(Pointing records)
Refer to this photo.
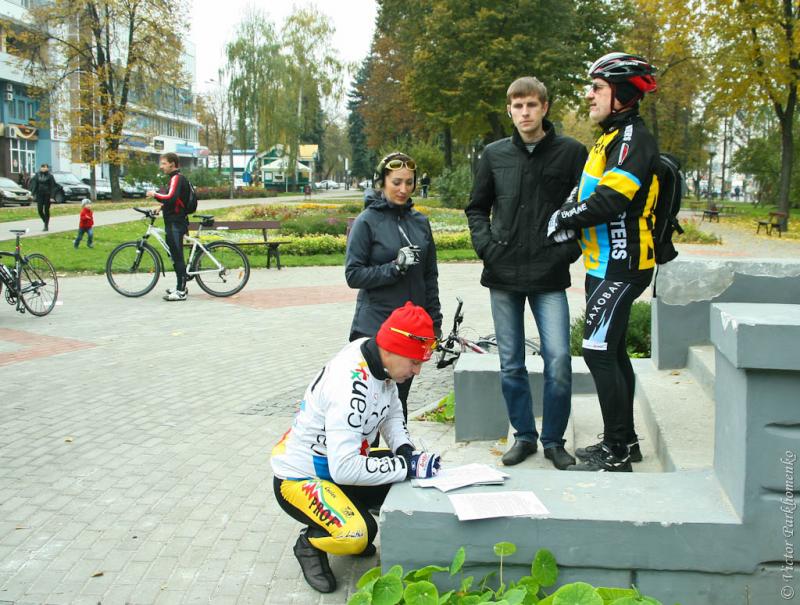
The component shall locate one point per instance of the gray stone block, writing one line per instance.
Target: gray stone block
(685, 288)
(480, 408)
(691, 588)
(757, 336)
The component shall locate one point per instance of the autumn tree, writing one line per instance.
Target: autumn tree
(665, 33)
(756, 58)
(364, 159)
(386, 107)
(280, 81)
(214, 114)
(110, 55)
(471, 51)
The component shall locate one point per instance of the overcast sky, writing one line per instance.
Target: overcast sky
(214, 23)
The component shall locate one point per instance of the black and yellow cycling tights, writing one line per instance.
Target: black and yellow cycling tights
(337, 516)
(608, 309)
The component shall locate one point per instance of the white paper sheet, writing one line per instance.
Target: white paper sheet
(487, 505)
(461, 476)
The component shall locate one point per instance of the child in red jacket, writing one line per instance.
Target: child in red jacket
(85, 224)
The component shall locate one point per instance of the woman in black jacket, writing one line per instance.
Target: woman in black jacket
(391, 257)
(43, 187)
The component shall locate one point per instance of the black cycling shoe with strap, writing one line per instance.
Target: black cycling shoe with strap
(607, 461)
(585, 453)
(314, 563)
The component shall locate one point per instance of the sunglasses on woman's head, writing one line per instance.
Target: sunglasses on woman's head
(398, 164)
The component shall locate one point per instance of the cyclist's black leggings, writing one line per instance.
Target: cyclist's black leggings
(44, 211)
(175, 232)
(608, 308)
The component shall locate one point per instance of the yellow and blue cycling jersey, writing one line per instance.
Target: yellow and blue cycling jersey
(615, 199)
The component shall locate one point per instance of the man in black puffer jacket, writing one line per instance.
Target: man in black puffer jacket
(521, 181)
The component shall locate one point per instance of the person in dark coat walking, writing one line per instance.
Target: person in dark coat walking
(391, 257)
(43, 187)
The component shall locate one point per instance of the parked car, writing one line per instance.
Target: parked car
(131, 190)
(326, 184)
(12, 193)
(69, 187)
(102, 188)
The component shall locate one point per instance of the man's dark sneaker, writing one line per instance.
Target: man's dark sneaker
(314, 563)
(561, 458)
(519, 451)
(585, 453)
(605, 461)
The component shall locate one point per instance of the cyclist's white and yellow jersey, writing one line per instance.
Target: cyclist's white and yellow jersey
(343, 410)
(615, 202)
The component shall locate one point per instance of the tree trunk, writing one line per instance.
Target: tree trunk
(113, 176)
(786, 119)
(448, 146)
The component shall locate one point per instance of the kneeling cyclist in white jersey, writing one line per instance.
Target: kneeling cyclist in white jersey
(325, 475)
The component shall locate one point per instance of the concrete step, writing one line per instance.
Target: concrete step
(700, 362)
(678, 415)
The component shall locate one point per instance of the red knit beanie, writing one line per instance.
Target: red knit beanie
(408, 332)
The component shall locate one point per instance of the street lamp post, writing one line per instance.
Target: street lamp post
(229, 141)
(712, 151)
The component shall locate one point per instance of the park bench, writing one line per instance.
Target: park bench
(772, 222)
(272, 245)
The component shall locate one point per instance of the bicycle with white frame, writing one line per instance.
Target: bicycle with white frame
(220, 268)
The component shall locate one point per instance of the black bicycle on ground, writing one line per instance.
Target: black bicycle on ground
(30, 281)
(451, 348)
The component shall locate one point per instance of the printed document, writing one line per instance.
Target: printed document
(487, 505)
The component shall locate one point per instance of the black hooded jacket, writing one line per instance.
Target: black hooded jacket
(372, 247)
(513, 196)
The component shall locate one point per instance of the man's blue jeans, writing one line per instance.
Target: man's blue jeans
(551, 313)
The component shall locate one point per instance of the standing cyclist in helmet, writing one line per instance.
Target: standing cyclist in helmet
(613, 207)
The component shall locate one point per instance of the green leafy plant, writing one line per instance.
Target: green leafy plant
(416, 587)
(454, 186)
(445, 410)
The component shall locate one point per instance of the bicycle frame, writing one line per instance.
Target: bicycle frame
(197, 246)
(448, 346)
(13, 279)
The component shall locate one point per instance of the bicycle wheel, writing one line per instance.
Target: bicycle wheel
(227, 275)
(133, 268)
(38, 284)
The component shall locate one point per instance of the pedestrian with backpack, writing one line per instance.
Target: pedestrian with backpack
(177, 200)
(613, 208)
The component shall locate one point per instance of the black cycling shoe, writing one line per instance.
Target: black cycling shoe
(314, 563)
(519, 451)
(585, 453)
(560, 457)
(605, 461)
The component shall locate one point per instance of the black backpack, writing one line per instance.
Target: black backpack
(668, 204)
(191, 203)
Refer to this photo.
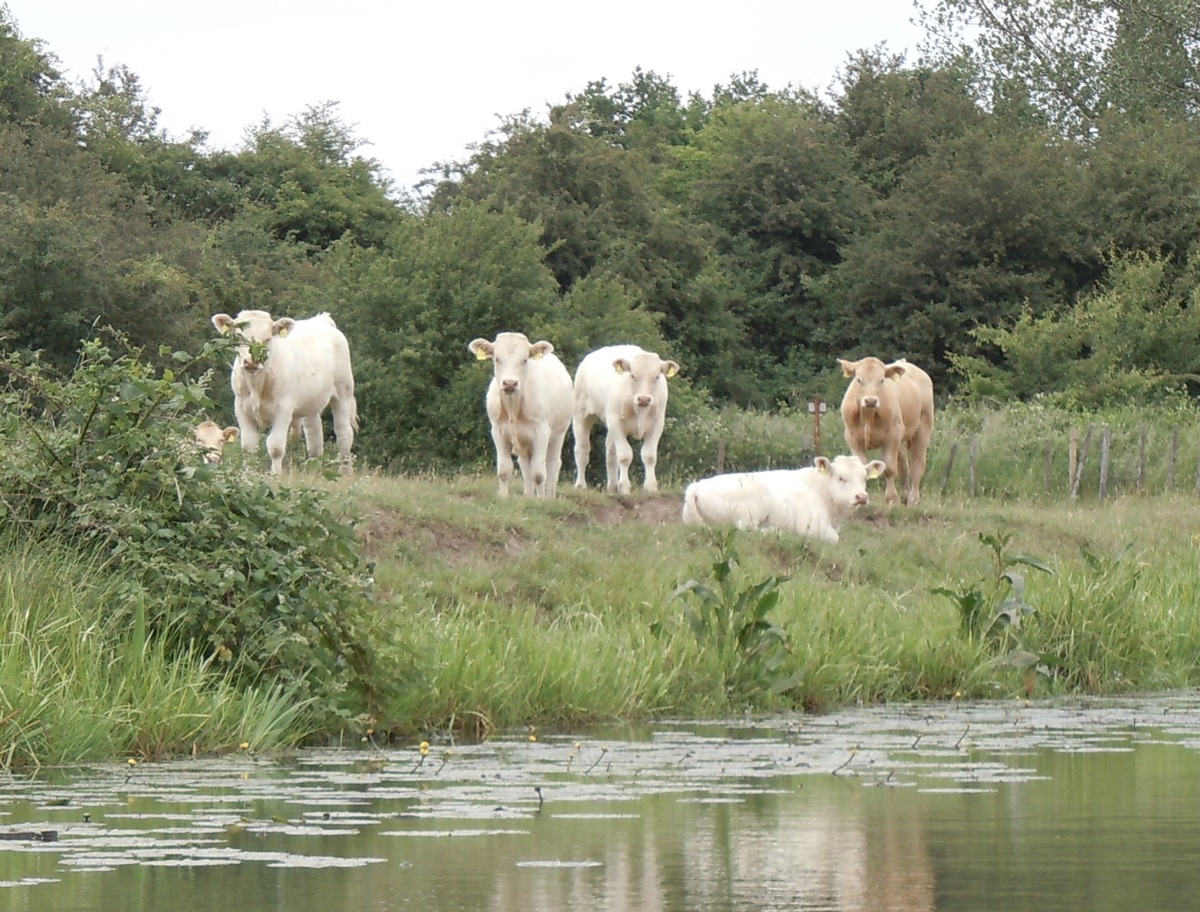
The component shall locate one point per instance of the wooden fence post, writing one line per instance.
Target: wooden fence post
(972, 456)
(949, 465)
(1141, 460)
(1083, 462)
(1072, 456)
(1171, 457)
(1105, 453)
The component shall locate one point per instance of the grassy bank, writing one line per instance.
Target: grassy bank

= Objective =
Reproduce everything from the line containing "The component shall locate one point per instance of the green" down to the end of the items, keeping every line of text in that span and adding 67 to each number in the point coordinates. Leave the pictures out of your answer.

= Written solution =
The component shall locate one point per instance of the green leafy plant, writing one line per instance.
Target: green leafy plant
(483, 654)
(521, 253)
(512, 477)
The component shall locate one point per instance of the bicycle frame, writing one line per instance.
Target: bicycle frame
(264, 313)
(515, 413)
(80, 346)
The component shall locate one point per instance of the bicycle wheel, writing one line per instance.
Target: bicycle wheel
(294, 342)
(200, 335)
(105, 351)
The component shall locate one point per instance of the pedestrian with backpack, writing one line per instance.
Target: pedestrian with backpack
(244, 267)
(680, 275)
The component shall locate one point per instance of the black cycling shoe, writing one line per instance.
Target: black cycling shoe
(381, 630)
(586, 518)
(652, 520)
(627, 524)
(672, 528)
The component shall locate one point per instance of the black backpack, writing one line per instance.
Target: black backpack
(735, 271)
(258, 270)
Refer to this photo.
The component shall locate one point per instance of the wooden fence post, writing one line per instance.
Target: wooden fence post
(1039, 523)
(1016, 532)
(1208, 527)
(1150, 529)
(1139, 523)
(1238, 524)
(1172, 520)
The component shall locate one point per instance of the grassy bank, writing one line per instance.
Target: grassy bank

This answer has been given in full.